At the start of the hearing Mr Hames QC applied for permission to withdraw ground A in relation to the judge’s decision to hold a remote hearing. I granted permission as the matters advanced in the skeleton had by then been superseded by authoritative guidance from the Court of Appeal on remote hearings. That guidance amply justified the decision to hold a remote hearing.
Mr Hames QC also made an application to adduce fresh evidence which was not before the judge. That evidence addressed the political situation in Hong Kong, it being a part of the father’s case that unrest and political instability rendered Hong Kong an unsuitable place for the children’s relocation. The evidence he sought to adduce was (i) a report deposited in Parliament on 11 June 2020 which analysed a number of incidents in Hong Kong, all of which had been reported in the press at the time they took place; (ii) a statement to Parliament made by the Secretary of State for Foreign and Commonwealth Affairs on 20 July 2020 which concerned the attitude of the United Kingdom Government to recent events in Hong Kong; and (iii) an article by the Prime Minister published in the Times on 3 June 2020 concerning the United Kingdom’s ties of friendship and history with Hong Kong. Additionally, extracts from the United Kingdom Government’s website as to travel to Hong Kong during the Covid-19 pandemic and an extract from the website of the Government of the Hong Kong Special Administrative Region concerning travel into Hong Kong were also provided. The father submitted that the travel guidance was unclear as to whether the mother and the children would be required to quarantine in a hotel on entry to Hong Kong or if his ability to travel to Hong Kong to see the children might be impaired by reason of quarantine restrictions.
The mother opposed the application to adduce fresh evidence as the father had made clear to the judge in his written and oral evidence his reliance on an uncertain political situation in Hong Kong. She provided evidence in rebuttal showing that, as Chinese citizens born in Hong Kong, she and the father would be allowed entry to Hong Kong as would the children irrespective of Covid-19 restrictions for other nationalities.
I had no difficulty in refusing the father’s application. The travel guidance was largely irrelevant given the material produced by the mother. The father’s evidence to the judge had dealt in detail with the political situation in Hong Kong, specifically addressing his fear that Hong Kong would become just another city in China without the freedoms previously guaranteed in that territory. Though the material identified above was published after the hearing, it was general in tone and thus difficult to see its practical relevance to the issues in this case. Had it demonstrated, for example, that there would be significant difficulties for the father in being able to travel to Hong Kong to see his children or that they could less readily travel to the United Kingdom to see him, that material might more readily have been admitted as being important though not decisive in the decision making.

**YOUR TASKS**
**1.** Return the passage of the judgment excerpt on the Hong Kong relocation appeal verbatim, starting with "The mother opposed" and going on through "for other nationalities.".
**2.** Supply the next part of the judgment excerpt on the Hong Kong relocation appeal, beginning after its final sentence.

**PROVIDED RECORDS**
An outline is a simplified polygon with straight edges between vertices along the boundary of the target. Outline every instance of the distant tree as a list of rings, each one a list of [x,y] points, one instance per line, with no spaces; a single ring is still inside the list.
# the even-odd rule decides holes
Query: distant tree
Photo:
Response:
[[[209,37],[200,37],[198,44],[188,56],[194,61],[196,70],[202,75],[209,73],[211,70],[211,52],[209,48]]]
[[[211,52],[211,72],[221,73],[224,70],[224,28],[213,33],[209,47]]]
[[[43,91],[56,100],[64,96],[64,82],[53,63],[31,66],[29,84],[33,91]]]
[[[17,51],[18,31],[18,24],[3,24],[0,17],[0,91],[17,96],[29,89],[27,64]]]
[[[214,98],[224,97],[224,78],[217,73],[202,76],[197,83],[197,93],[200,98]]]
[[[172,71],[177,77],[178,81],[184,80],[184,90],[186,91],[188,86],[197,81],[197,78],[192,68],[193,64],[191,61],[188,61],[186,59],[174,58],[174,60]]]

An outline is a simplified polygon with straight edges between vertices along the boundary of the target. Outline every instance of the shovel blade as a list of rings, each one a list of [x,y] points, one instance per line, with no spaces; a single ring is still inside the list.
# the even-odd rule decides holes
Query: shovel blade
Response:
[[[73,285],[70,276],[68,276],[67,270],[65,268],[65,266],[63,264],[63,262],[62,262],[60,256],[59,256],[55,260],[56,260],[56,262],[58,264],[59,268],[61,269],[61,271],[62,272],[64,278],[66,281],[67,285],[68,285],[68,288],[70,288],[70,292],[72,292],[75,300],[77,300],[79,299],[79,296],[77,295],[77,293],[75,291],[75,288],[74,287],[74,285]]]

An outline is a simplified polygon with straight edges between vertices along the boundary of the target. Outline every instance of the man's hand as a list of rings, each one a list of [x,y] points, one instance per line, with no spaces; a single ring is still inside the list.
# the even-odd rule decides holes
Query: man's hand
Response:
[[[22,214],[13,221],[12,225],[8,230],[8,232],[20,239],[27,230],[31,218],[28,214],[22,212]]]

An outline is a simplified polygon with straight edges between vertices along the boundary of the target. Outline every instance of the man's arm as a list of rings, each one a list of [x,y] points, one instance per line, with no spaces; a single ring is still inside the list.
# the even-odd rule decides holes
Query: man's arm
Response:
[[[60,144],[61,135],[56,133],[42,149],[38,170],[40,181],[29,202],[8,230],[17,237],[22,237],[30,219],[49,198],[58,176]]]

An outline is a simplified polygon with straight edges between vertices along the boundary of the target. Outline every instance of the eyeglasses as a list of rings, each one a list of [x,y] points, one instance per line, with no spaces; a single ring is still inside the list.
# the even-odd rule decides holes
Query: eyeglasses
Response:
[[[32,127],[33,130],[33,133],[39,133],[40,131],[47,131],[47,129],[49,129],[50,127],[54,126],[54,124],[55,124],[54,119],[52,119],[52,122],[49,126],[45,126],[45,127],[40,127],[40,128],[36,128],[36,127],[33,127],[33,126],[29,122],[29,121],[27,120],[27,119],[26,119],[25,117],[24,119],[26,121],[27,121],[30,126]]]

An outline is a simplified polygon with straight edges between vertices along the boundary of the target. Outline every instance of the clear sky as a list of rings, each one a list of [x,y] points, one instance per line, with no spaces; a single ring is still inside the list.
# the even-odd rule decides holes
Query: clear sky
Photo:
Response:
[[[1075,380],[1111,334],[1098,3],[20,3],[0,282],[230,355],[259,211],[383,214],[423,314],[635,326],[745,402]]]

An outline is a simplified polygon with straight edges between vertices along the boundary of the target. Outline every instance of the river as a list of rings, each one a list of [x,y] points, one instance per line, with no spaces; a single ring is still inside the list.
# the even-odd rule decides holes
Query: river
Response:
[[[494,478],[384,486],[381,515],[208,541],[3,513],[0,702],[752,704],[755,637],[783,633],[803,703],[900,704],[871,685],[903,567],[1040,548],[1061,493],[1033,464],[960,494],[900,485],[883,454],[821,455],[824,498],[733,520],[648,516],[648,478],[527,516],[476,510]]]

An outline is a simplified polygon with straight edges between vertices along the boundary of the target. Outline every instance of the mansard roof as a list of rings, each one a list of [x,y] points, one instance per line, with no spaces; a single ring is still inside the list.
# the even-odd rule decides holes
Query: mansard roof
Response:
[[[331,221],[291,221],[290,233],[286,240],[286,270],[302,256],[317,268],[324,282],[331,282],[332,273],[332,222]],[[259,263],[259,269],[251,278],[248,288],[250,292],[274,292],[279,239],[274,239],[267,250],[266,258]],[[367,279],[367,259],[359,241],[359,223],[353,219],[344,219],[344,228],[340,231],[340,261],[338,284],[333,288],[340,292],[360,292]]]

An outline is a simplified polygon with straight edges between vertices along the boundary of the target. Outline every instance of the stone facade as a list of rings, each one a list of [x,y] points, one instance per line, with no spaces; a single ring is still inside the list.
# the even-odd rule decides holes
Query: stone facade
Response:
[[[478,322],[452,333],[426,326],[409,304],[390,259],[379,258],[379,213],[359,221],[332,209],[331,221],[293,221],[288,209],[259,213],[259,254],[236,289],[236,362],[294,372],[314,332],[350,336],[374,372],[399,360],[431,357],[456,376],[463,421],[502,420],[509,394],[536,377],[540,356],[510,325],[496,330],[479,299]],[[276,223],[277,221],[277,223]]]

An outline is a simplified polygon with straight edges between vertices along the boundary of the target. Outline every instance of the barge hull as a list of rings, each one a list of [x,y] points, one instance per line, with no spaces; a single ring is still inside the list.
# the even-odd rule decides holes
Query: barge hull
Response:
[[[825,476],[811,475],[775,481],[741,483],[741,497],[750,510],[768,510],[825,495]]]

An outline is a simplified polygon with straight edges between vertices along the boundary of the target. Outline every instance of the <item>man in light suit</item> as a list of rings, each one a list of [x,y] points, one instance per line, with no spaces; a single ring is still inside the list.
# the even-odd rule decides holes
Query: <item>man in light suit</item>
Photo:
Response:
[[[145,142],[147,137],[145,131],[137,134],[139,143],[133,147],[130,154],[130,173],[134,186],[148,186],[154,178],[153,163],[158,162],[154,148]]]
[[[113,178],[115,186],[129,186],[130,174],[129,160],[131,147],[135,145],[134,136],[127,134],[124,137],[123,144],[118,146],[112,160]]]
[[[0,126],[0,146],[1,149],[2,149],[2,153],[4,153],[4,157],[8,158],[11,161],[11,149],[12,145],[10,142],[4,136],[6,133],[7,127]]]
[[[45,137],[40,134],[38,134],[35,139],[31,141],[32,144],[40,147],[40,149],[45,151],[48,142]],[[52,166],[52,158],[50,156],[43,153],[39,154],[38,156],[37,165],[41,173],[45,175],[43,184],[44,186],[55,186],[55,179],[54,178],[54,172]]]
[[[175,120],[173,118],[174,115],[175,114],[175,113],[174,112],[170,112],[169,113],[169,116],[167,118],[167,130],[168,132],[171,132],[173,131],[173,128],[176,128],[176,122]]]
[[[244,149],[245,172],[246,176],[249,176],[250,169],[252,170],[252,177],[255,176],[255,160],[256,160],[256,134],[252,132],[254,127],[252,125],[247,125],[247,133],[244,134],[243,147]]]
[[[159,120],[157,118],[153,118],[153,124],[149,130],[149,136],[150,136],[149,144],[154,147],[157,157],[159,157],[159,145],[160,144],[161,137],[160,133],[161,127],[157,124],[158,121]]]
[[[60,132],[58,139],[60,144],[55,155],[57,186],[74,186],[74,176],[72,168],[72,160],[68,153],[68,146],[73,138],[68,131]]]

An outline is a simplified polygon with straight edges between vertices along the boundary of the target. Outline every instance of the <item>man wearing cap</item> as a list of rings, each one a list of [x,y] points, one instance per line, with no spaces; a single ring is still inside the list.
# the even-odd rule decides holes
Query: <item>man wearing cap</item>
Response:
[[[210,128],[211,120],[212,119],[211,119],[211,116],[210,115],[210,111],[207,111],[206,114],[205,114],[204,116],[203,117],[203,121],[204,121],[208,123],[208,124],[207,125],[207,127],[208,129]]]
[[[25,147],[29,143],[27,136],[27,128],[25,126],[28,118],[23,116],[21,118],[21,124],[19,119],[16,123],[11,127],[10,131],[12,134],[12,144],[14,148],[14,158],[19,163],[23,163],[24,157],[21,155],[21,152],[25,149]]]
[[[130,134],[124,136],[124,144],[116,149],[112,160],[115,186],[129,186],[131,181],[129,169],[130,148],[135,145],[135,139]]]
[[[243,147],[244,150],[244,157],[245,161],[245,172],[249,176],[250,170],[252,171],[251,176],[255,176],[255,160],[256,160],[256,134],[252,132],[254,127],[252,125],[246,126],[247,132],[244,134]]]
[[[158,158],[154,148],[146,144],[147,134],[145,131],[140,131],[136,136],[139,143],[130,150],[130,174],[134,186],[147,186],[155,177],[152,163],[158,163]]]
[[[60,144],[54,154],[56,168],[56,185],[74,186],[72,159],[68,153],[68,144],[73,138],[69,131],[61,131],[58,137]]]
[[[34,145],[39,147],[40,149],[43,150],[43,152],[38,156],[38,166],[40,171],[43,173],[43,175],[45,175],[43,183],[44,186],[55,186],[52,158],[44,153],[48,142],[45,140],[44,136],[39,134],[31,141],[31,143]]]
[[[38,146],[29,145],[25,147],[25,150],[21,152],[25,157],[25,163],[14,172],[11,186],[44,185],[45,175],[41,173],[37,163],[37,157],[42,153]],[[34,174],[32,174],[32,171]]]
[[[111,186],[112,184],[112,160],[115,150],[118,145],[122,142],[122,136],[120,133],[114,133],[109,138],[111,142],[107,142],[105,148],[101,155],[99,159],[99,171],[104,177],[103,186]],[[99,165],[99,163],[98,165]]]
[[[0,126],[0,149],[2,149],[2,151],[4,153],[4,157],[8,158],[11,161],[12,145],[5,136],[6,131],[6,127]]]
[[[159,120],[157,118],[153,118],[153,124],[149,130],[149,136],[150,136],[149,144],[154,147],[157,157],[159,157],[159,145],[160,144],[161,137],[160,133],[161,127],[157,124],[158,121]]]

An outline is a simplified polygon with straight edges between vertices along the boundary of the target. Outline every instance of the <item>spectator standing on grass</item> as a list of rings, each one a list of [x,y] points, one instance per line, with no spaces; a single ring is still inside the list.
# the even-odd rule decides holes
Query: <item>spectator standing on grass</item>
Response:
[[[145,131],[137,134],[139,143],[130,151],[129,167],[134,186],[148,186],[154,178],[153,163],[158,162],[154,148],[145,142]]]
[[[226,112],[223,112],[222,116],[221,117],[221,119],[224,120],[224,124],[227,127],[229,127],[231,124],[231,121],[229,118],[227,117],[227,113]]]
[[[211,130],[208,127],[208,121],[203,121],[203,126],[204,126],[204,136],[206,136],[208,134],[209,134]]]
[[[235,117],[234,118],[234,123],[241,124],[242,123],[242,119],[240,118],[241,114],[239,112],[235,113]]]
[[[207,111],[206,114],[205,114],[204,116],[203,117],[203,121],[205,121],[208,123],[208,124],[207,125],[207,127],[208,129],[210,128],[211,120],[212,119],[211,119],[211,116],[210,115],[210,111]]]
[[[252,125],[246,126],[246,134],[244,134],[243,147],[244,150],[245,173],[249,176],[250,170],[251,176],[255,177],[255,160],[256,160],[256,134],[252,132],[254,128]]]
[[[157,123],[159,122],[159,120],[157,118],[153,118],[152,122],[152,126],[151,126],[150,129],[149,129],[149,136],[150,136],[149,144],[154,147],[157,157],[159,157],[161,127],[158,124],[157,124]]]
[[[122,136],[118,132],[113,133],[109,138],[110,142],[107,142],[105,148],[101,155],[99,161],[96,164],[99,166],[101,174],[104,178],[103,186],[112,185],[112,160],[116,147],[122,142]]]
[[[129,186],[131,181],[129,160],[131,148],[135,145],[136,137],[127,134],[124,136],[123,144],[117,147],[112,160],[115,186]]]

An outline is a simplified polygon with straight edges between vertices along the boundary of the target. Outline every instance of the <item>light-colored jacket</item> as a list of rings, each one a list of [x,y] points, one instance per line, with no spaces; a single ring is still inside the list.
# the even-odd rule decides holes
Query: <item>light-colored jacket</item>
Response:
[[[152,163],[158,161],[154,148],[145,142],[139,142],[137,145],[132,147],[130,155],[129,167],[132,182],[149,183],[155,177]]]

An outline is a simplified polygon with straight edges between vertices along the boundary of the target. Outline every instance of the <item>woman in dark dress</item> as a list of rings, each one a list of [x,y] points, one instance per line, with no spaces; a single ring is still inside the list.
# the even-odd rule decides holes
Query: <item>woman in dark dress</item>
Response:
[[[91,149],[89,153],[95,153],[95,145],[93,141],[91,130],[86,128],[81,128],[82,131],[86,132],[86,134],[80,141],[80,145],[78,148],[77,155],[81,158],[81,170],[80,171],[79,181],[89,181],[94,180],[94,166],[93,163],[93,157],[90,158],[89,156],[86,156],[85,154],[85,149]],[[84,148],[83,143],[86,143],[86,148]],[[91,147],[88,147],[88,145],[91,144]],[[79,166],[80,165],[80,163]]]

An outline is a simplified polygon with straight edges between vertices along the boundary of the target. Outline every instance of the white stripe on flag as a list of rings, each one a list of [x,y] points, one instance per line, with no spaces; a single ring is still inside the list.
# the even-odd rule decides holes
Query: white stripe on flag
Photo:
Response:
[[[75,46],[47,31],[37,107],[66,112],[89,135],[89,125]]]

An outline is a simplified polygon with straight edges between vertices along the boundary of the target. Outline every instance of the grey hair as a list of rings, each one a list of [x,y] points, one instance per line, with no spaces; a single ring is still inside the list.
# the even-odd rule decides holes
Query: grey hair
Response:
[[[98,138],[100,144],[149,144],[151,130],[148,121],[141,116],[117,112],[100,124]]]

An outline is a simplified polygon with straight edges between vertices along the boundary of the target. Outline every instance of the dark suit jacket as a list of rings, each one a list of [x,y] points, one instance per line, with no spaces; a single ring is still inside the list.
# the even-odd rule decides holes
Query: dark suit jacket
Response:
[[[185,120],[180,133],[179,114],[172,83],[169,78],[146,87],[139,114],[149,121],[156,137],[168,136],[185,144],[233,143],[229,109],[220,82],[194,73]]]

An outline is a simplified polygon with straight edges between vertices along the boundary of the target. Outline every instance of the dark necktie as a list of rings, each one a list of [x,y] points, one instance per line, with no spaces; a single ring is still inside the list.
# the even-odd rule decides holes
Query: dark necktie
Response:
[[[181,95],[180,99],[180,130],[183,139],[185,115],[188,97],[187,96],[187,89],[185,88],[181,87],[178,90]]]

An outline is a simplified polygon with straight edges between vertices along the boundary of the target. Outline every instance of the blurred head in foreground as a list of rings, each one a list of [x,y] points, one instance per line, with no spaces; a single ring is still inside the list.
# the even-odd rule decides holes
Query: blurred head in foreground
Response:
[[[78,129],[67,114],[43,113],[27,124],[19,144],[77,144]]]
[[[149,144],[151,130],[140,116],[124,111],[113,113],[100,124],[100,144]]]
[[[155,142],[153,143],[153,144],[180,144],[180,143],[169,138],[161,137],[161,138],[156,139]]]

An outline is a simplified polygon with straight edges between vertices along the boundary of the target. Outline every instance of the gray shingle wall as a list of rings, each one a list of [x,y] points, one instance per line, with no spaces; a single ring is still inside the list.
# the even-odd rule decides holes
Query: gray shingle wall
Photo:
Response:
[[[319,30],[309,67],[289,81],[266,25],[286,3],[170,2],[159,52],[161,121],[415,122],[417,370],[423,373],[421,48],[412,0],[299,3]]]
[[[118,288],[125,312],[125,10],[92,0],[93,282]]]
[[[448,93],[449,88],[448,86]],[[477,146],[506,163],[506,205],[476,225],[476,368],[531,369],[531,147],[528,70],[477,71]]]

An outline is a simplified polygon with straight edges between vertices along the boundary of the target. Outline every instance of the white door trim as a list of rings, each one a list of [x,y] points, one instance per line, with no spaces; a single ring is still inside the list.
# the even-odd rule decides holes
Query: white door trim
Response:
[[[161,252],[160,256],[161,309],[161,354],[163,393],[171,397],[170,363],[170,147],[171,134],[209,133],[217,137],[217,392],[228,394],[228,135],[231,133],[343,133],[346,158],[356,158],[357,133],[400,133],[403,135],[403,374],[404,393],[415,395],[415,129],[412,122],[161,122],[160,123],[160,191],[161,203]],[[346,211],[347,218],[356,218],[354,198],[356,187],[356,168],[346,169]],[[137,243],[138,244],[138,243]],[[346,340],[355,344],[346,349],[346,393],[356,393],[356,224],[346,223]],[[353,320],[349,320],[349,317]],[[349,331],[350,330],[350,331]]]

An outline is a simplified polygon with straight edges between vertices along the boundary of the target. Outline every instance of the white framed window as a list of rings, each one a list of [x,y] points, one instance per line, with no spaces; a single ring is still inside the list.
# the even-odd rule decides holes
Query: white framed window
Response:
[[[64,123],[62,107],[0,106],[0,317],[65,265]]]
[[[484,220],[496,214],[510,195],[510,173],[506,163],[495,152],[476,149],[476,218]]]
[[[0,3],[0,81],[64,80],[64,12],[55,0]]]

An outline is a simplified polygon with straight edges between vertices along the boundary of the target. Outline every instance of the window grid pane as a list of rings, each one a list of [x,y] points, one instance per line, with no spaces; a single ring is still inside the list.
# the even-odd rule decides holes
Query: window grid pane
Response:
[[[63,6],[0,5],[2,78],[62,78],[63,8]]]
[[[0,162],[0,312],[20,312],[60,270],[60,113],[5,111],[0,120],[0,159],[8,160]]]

**TASK-BY-TASK RESULTS**
**1.**
The mother opposed the application to adduce fresh evidence as the father had made clear to the judge in his written and oral evidence his reliance on an uncertain political situation in Hong Kong. She provided evidence in rebuttal showing that, as Chinese citizens born in Hong Kong, she and the father would be allowed entry to Hong Kong as would the children irrespective of Covid-19 restrictions for other nationalities.

**2.**
Mr Hames QC filed a skeleton argument in support of the appeal. Much of that argument focussed on ground B, namely the judge’s erroneous approach to the law pertaining to permanent relocation abroad. The essence of his submissions was that the judge had failed to conduct any comparative evaluation of the parents’ options for the children. Though his judgment identified the various factors in the welfare checklist, it failed to analyse why the mother’s option was better for the children than the father’s option. Additionally, despite stating the law was “clear” in paragraph 51 of the judgment, Mr Hames QC was critical of the judge’s failure to make reference to the need for a proportionality assessment which considered the Article 8 rights of the children and both their parents. He suggested that the judge had approached his task in the wrong way by adopting a linear analysis which favoured the mother’s application.
On behalf of the mother, Mr Hepher submitted that there was no basis for an appellate court to interfere with the judge’s decision. It had been taken following long acquaintance with the case and having heard the oral evidence of the parties. It was further in accordance with the recommendation of the Cafcass officer. The judge’s analysis of the welfare checklist was thorough, based on findings he was entitled to make. Moreover, he was not required to carry out a separate free-standing proportionality assessment of the children’s welfare. The judgment, read as a whole, was imbued with an appreciation of proportionality which the judge did not need to spell out.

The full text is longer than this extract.